# Document:
↓
According to Netanyahu, the creation of a Palestinian state in the West Bank would have grave repercussions in the United States, provoking the Latino minority to demand a state of its own in the Southwest -- a hostile "second Mexico" that will make Anglos fear for their lives. To avoid this "potential nightmare," America has only one choice: join Israel in stifling the Palestinians' national ambitions.

How did Netanyahu justify his seemingly paranoid logic? At the time he published his book (with considerable help from neocon former Deputy Undersecretary of Defense Douglas Feith, as he notes in his acknowledgments), the Palestinians comprised a bare minority between the Jordan River and the Mediterranean. For this reason, Netanyahu characterized them as "a minority" no different than the Mexican-American citizens of the US.

In Netanyahu's view, the Palestinians had stubbornly refused to give up their national ambitions and take up citizenship in Jordan, a move that he claimed would allow them to become resident foreign nationals under Israeli law. He claimed this proved "they were not interested in civil rights...the Palestinians demand unlimited self-determination, with no limitation of potentially destructive sovereign powers." He called this, "the Palestinian Principle."

Netanyahu resented international acceptance of the Palestinian demand for statehood, lamenting that "Israel is now being told by virtually the entire world that it must accept a confined and stifling existence on the narrow shoreline dominated by a hostile, Judenrein Palestinian state on these same mountains, the very heart of the Jewish home." So much for the "two-state solution;" in Netanyahu's Holocaust-obsessed worldview, Palestinian statehood was a recipe for wide-scale pogroms.

To convince his American counterparts that crushing Palestinian national ambitions was in their best interest, Netanyahu linked Palestinian statehood to American anti-immigrant fears.
↑
# Short exercise 1:
Please edit the location labeling listing from the line with "Annotation task — mark the bar stool" through the line with "<point>602,369</point>", replacing "stool" with "chair" and leaving everything else unchanged. Return only those lines.
The Netanyahu passage has no connection to the listing that comes after it.

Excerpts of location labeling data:
↓
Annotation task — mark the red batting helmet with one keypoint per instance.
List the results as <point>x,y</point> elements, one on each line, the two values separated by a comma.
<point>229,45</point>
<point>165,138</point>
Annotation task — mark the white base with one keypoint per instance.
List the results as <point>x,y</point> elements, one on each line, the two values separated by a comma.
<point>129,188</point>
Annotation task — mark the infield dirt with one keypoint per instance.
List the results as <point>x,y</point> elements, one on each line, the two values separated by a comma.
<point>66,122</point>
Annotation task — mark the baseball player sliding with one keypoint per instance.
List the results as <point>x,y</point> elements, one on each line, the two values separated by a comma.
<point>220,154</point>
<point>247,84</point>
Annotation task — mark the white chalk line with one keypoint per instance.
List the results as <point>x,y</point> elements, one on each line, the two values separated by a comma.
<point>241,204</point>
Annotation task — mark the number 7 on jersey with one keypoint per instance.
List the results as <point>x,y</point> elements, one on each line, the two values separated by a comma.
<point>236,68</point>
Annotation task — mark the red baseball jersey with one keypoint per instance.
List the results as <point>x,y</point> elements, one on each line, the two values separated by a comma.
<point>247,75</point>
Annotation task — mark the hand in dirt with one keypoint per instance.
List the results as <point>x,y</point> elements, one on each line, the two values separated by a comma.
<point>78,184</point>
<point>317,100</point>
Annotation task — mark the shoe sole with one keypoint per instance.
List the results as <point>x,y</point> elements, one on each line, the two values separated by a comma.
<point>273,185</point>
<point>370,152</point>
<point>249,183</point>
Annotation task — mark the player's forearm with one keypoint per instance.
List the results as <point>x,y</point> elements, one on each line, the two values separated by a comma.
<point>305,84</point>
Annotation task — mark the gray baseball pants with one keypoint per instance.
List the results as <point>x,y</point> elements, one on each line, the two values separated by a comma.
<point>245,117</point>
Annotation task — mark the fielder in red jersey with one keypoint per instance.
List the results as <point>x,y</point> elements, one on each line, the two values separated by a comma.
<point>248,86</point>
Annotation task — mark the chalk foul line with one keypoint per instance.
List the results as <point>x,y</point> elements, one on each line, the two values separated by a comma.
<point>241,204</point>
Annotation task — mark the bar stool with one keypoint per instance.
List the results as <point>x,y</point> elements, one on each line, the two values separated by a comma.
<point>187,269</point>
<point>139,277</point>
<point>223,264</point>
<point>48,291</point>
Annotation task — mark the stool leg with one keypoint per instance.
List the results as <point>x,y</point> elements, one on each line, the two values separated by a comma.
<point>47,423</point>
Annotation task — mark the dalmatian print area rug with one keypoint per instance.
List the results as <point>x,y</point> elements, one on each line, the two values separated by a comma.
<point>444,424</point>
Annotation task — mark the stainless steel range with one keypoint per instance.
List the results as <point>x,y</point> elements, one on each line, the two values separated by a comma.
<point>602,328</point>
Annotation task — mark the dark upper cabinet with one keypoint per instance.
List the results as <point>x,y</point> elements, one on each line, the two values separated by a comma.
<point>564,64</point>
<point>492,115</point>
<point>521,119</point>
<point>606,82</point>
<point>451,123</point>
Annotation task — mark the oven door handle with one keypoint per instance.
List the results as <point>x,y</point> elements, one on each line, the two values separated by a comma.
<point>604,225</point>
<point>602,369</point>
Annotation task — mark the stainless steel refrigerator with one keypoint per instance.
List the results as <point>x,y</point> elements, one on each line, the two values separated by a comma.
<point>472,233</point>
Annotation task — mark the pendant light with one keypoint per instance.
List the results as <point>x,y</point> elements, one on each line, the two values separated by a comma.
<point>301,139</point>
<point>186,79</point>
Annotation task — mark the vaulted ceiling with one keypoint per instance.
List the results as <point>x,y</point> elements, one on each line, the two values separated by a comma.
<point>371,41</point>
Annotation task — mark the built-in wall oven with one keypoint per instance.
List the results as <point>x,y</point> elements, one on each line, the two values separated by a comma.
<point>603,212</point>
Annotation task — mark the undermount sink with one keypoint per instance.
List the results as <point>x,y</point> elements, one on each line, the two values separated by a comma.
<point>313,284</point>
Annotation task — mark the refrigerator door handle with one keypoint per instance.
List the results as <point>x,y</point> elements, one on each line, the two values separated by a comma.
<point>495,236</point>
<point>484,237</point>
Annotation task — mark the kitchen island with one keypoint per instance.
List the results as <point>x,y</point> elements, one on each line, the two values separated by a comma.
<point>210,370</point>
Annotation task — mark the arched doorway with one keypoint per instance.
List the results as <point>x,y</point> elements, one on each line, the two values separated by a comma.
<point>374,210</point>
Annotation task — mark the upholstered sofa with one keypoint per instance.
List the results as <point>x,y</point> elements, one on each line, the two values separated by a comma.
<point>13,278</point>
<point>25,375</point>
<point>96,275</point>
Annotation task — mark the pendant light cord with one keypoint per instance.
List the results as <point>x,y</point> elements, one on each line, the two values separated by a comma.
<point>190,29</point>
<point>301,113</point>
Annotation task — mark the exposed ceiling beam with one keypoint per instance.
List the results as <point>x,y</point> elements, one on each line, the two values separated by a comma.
↑
↓
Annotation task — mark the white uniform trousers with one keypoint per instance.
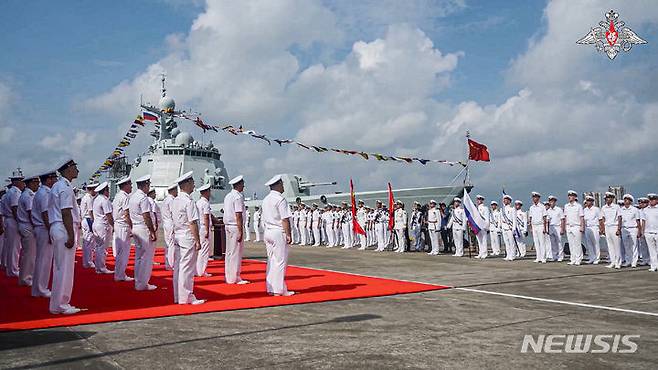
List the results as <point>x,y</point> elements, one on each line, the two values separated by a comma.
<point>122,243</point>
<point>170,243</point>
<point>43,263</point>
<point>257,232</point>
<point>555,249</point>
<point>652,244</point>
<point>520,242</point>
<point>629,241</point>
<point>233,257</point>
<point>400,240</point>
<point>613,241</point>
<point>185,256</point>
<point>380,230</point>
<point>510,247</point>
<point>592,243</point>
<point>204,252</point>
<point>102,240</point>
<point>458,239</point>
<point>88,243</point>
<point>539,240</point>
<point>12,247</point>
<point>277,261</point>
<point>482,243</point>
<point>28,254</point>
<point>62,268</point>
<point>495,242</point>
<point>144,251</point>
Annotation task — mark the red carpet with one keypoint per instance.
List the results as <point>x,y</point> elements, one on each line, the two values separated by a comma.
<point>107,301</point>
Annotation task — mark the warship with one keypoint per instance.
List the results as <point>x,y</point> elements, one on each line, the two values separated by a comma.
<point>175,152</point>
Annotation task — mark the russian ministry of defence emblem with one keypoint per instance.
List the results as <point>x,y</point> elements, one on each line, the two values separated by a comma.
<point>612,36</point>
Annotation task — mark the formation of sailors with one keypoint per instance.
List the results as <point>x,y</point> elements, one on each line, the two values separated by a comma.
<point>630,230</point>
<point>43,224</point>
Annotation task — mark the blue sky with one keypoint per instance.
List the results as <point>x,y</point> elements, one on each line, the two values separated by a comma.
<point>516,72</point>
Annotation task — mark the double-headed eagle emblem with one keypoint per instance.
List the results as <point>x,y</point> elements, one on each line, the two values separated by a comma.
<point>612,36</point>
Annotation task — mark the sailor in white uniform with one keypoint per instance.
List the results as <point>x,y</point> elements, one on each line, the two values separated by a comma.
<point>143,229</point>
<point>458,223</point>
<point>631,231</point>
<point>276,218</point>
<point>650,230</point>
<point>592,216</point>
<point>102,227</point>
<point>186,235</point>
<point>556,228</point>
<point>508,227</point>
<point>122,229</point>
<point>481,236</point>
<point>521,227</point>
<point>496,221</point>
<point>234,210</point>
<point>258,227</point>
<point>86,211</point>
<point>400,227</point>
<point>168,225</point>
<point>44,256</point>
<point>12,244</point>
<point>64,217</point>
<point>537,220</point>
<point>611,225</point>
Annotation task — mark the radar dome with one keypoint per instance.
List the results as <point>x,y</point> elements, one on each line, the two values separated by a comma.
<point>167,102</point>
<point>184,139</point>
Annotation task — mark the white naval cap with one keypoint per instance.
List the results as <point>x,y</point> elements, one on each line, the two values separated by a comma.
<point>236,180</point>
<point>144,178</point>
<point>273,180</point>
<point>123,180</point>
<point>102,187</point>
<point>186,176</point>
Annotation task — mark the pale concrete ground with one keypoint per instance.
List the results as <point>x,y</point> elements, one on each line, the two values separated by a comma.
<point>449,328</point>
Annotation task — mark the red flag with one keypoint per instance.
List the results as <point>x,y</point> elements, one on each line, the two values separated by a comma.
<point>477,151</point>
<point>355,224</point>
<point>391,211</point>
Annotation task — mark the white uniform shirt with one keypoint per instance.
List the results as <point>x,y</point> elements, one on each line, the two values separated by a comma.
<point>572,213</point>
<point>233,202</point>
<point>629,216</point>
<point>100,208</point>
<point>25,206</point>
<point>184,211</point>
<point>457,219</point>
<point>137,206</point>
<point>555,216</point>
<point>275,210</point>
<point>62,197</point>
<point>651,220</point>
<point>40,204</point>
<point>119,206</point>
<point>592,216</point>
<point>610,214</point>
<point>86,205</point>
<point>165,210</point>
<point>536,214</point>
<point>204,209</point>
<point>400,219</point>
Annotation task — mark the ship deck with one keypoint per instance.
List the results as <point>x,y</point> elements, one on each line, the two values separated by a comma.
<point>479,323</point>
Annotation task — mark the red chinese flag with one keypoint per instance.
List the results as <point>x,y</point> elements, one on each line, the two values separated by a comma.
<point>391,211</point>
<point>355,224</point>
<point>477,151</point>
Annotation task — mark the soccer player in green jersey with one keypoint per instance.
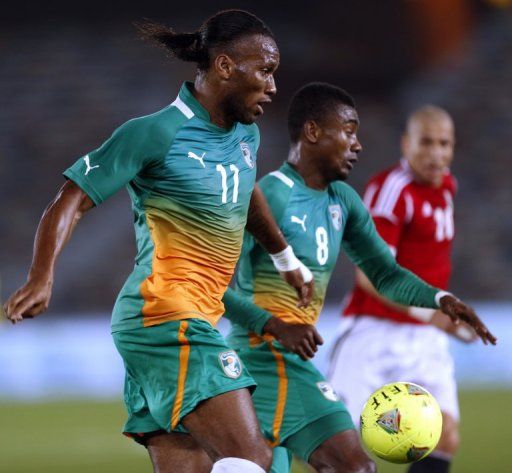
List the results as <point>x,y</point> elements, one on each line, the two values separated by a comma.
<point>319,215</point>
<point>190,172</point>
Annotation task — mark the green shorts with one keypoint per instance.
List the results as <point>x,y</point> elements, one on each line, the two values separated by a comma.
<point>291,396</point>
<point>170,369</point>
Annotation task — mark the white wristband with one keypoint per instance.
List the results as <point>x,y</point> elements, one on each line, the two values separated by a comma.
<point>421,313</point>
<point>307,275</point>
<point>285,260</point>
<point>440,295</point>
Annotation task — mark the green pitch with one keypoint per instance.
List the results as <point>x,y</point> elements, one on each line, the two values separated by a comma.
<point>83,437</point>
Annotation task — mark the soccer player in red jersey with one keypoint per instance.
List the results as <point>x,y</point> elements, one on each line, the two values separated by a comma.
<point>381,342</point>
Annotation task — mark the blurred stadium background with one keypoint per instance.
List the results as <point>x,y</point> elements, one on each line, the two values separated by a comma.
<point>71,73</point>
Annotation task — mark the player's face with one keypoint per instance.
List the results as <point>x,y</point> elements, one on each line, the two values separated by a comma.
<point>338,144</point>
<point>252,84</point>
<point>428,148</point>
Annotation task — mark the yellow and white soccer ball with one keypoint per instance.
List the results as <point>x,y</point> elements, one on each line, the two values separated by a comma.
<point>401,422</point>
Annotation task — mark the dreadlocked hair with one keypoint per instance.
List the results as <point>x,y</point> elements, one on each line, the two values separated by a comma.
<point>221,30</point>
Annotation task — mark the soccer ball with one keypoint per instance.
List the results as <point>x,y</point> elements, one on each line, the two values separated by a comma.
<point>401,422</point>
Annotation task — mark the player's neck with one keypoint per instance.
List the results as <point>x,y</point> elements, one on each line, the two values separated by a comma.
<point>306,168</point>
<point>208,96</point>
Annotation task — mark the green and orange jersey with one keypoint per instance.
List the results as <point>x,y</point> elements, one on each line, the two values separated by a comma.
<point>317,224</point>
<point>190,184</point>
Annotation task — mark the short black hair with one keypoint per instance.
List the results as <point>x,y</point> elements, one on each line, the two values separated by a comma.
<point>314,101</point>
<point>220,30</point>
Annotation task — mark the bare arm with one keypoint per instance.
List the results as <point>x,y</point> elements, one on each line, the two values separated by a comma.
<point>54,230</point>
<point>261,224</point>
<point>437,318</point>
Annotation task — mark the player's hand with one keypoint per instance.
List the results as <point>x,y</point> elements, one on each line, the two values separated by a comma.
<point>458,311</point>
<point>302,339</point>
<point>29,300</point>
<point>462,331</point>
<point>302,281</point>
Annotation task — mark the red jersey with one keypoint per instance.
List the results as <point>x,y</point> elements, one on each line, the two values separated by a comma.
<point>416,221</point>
↑
# Short exercise 2:
Continue the Netanyahu passage after its final sentence.

# Exercise answer 1:
Annotation task — mark the bar chair with one keypoint per instance.
List the results as <point>x,y</point> elements, one on each line, the two values separated by a comma.
<point>187,269</point>
<point>139,277</point>
<point>223,264</point>
<point>48,291</point>
Annotation task — mark the chair leg with one keypoint per instance.
List the results as <point>x,y</point> elements, one on each line, the two values separated by a comma.
<point>47,423</point>
Annotation task — mark the dalmatian print area rug with one keypoint per instance.
List the results as <point>x,y</point> elements, one on each line, the two values separated by a comma.
<point>444,424</point>
Annotation task — mark the stainless steel range with one keypoint per instance.
List the results as <point>x,y</point> elements, one on each line, the two values separated by a comma.
<point>602,328</point>
Annotation task — mark the dark upper cabinet with one keypoint per instance.
List the results as <point>x,y</point> elements, one on each line, the two values separated by a comma.
<point>564,64</point>
<point>492,115</point>
<point>521,119</point>
<point>606,82</point>
<point>451,123</point>
Annotation task — mark the oven door handle with one keypoint per instance.
List the results as <point>x,y</point> elements, one on each line, the two values separated by a comma.
<point>604,225</point>
<point>602,369</point>

# Exercise answer 2:
On pages 164-165, Netanyahu wrote:

"The United States is not exempt from this potential nightmare. In a decade or two the southwestern region of America is likely to be predominately Hispanic, mainly as a result of continuous emigration from Mexico. It is not inconceivable that in this community champions of the Palestinian Principle could emerge. These would demand not merely equality before the law, or naturalization, or even Spanish as a first language. Instead they would say that since they form a local majority in the territory (which was forcibly taken from Mexico in the war of 1848), they deserve a state of their own. 'But you already have a state -- it's called Mexico,' would come the response. 'You have every right to demand civil rights in the United States, but you have no right to demand a second Mexico.' This hypothetical exchange may sound far-fetched today. But it will not necessarily appear that way tomorrow, especially if the Palestinian Principle is allowed to continue to spread, which it surely will if a new Palestinian state comes into being."

Was Netanyahu sincere in arguing that US interests dovetailed with those of Israel? Not really. Later on in his book, in a chapter entitled "Jewish Power," Netanyahu assailed Israeli policy makers who had attempted to meet American land-for-peace demands, describing them as weaklings bent over in a "submissive posture."

"It does not cross the minds of these advocates of capitulation," Netanyahu wrote, "that the task of Israel's leaders is to try to convince the American government that it is in the interest of the United States to follow policies that cohere with Israeli interests, not vice versa."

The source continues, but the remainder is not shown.